TASK GOAL
Word for word, retype the first line of the records and every following line through the one containing "Use the even-odd".

··· DATA ···

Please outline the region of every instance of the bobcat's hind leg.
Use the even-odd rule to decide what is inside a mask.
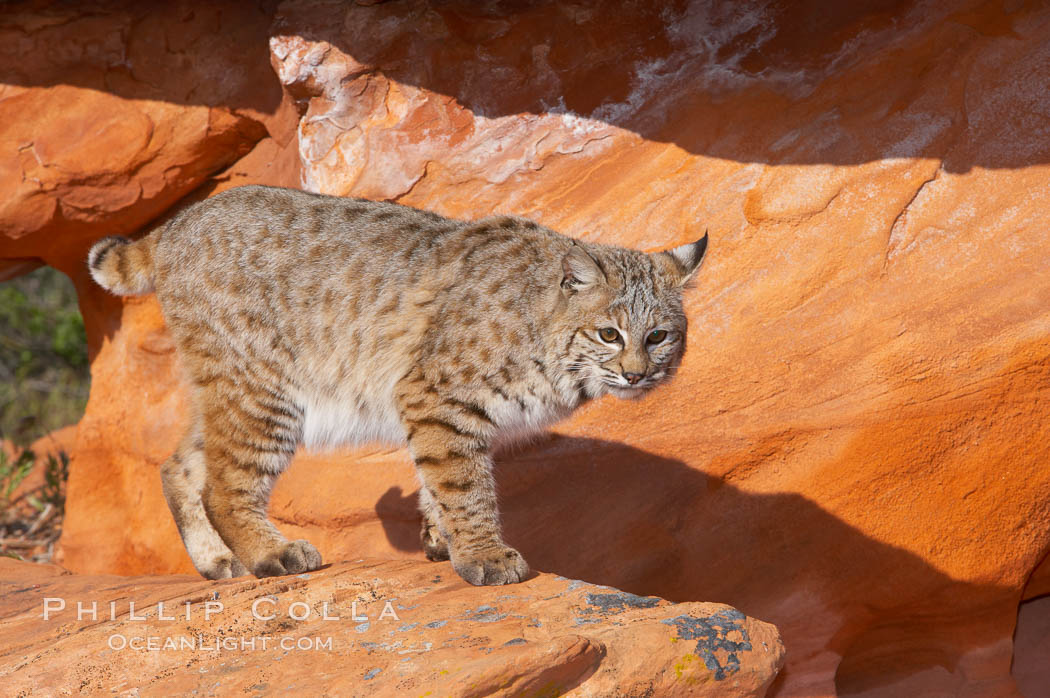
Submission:
[[[247,382],[247,381],[246,381]],[[202,501],[215,530],[256,577],[309,572],[321,554],[289,541],[266,517],[273,483],[295,454],[303,412],[276,389],[202,396],[207,478]]]
[[[164,498],[197,571],[207,579],[247,574],[204,513],[204,443],[198,429],[191,429],[183,437],[175,453],[160,467],[160,475]]]
[[[425,485],[419,490],[419,511],[423,514],[423,525],[419,531],[423,552],[431,562],[447,560],[448,541],[441,532],[441,512]]]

···

EXERCISE RESULT
Please outline the region of every instance of the bobcat's hind leg.
Use the even-odd rule to decide what is inside a mask.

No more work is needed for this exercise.